Task to carry out | Line filter on the word "green": copy each matching line from the entries.

Top of Data for this task

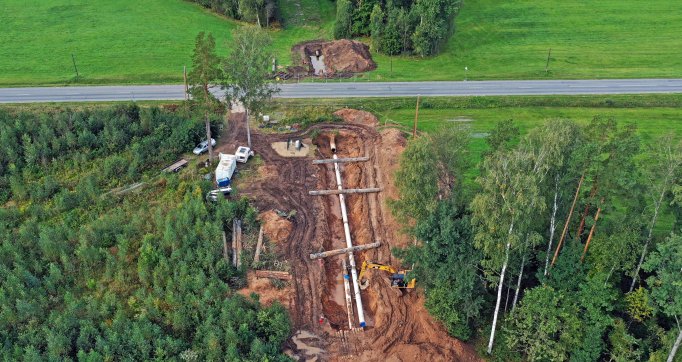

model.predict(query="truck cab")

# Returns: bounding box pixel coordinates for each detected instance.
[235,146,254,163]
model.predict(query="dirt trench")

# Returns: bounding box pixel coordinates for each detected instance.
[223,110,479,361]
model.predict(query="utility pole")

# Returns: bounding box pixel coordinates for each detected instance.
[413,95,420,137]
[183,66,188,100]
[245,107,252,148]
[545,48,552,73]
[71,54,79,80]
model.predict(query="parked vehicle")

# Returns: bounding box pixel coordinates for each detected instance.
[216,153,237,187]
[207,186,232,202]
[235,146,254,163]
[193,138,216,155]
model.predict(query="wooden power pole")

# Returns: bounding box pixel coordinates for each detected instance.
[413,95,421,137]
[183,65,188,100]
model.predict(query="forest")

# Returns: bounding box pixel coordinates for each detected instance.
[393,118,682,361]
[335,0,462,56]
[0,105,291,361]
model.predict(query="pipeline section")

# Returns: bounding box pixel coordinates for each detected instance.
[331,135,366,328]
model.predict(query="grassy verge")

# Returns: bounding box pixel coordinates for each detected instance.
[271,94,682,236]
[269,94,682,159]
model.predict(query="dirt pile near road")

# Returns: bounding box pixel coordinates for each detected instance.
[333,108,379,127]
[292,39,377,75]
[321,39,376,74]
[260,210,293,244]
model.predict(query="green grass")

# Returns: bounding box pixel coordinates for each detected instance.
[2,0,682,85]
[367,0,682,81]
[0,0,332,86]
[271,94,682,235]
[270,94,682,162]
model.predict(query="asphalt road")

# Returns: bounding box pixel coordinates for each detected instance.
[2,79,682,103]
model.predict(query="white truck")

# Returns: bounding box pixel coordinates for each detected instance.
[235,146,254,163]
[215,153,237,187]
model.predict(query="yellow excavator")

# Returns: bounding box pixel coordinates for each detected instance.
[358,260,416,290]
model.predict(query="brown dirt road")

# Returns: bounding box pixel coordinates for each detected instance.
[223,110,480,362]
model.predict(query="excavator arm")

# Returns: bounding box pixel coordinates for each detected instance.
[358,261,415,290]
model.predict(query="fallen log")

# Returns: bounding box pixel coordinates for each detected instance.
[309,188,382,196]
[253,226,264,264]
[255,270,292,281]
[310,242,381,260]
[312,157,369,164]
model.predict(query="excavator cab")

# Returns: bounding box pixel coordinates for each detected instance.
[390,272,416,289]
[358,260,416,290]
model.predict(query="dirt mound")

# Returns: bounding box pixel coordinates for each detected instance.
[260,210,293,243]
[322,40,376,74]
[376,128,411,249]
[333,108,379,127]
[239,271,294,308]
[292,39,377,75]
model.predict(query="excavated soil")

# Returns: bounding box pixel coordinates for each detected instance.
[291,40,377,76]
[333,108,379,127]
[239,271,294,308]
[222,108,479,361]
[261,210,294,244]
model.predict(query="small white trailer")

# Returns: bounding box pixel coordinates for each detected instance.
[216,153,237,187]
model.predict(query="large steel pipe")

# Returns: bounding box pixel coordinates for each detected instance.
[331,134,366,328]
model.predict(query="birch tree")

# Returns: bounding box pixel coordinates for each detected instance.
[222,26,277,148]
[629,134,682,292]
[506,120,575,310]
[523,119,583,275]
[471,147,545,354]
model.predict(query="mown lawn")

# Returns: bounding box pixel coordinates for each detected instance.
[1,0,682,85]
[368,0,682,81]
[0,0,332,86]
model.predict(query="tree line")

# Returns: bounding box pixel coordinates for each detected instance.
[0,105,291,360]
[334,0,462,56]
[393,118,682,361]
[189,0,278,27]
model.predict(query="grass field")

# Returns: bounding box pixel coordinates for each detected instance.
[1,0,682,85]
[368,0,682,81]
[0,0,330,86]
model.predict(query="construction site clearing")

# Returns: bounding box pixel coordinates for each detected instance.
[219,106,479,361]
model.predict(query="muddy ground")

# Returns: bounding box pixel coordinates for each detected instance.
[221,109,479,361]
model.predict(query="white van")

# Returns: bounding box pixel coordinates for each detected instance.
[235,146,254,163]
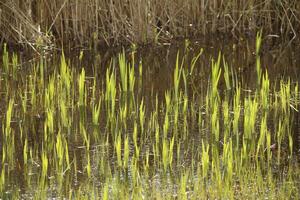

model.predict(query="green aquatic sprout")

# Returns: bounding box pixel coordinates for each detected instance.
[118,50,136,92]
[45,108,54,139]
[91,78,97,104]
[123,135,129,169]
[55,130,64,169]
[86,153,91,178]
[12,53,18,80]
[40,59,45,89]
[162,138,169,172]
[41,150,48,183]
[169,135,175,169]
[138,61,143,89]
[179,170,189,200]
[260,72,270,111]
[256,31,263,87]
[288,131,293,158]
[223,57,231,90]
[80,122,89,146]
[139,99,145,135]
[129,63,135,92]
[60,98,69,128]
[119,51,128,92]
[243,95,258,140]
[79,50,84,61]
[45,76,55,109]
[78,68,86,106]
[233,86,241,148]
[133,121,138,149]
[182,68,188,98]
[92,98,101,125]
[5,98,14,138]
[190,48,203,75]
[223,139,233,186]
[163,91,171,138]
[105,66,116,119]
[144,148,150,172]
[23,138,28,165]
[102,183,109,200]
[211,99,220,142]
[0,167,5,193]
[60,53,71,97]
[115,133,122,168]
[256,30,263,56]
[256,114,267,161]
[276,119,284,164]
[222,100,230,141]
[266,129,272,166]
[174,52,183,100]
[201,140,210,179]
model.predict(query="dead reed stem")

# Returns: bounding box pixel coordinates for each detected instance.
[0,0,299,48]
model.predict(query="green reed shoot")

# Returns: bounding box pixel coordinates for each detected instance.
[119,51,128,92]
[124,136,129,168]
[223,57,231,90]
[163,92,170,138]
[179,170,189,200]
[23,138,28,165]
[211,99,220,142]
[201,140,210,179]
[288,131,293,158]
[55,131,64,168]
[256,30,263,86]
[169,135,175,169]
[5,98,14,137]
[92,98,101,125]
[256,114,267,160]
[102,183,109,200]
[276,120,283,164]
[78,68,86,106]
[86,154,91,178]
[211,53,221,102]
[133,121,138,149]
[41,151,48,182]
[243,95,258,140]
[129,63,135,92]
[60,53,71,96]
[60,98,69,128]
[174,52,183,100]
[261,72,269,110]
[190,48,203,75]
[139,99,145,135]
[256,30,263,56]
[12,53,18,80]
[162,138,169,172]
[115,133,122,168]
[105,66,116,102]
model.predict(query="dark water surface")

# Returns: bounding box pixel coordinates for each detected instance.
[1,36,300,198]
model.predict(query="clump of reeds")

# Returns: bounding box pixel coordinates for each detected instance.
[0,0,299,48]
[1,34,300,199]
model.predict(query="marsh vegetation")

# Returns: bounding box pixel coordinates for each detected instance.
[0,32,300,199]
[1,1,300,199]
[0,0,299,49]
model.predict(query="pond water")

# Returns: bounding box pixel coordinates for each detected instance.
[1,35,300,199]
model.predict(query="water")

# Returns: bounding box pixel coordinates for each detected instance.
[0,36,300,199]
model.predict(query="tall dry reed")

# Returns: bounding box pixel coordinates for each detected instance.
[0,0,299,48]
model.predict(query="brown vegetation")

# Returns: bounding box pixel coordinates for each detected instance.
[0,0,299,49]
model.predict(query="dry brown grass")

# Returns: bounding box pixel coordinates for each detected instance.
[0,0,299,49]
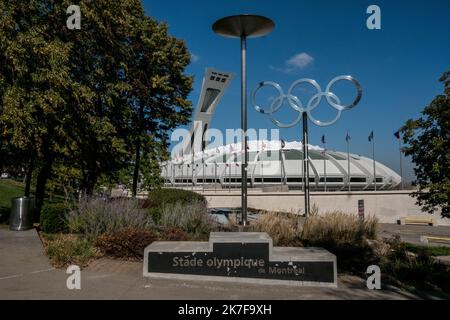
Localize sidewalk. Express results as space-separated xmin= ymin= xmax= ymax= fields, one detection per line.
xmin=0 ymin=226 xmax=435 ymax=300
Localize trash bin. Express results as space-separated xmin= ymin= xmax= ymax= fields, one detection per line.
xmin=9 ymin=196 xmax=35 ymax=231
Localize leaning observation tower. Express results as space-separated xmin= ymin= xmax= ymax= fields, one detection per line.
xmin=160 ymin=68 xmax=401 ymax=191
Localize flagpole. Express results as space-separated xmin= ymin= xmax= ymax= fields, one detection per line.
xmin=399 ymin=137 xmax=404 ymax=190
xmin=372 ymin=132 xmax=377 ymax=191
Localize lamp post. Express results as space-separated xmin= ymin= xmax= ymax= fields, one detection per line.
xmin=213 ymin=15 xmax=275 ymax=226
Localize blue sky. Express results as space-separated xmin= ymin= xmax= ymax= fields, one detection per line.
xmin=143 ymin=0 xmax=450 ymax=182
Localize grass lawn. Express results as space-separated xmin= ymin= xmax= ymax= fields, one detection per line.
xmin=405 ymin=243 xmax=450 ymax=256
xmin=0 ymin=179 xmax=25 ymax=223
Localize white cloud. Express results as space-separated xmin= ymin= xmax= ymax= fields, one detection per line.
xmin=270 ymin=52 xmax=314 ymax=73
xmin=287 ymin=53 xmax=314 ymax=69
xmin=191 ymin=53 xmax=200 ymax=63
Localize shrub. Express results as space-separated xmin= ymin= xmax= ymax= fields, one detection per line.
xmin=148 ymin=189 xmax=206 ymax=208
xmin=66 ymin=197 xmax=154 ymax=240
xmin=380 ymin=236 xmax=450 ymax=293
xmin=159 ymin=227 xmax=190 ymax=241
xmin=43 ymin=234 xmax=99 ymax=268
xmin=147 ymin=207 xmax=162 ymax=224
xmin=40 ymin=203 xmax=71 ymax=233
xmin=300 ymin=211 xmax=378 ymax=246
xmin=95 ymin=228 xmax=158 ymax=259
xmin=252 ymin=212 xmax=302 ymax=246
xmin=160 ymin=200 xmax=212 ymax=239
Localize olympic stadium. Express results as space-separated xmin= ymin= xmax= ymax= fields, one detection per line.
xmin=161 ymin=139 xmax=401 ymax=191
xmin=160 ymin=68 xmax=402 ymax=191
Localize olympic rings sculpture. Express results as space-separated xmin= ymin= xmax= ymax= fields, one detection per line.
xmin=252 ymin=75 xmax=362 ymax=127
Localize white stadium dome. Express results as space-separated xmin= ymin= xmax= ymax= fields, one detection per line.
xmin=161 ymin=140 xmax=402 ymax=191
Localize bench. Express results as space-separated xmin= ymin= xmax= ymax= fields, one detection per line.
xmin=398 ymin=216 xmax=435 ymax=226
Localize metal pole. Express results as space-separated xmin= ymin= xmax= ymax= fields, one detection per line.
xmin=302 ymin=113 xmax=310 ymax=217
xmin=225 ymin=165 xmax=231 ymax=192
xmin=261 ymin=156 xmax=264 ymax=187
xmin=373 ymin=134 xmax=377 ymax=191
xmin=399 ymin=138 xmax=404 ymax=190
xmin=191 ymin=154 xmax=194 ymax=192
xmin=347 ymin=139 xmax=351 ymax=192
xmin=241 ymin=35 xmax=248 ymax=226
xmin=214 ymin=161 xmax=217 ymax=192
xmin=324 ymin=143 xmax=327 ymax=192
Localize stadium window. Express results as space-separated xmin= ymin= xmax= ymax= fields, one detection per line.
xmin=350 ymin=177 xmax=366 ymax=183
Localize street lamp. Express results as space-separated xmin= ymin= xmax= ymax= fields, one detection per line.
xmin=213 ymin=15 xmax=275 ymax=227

Bottom of Data for this task

Answer to the exercise |
model.predict(query="green grass")
model.predict(query="green aquatic sprout")
model.predict(query="green reed shoot")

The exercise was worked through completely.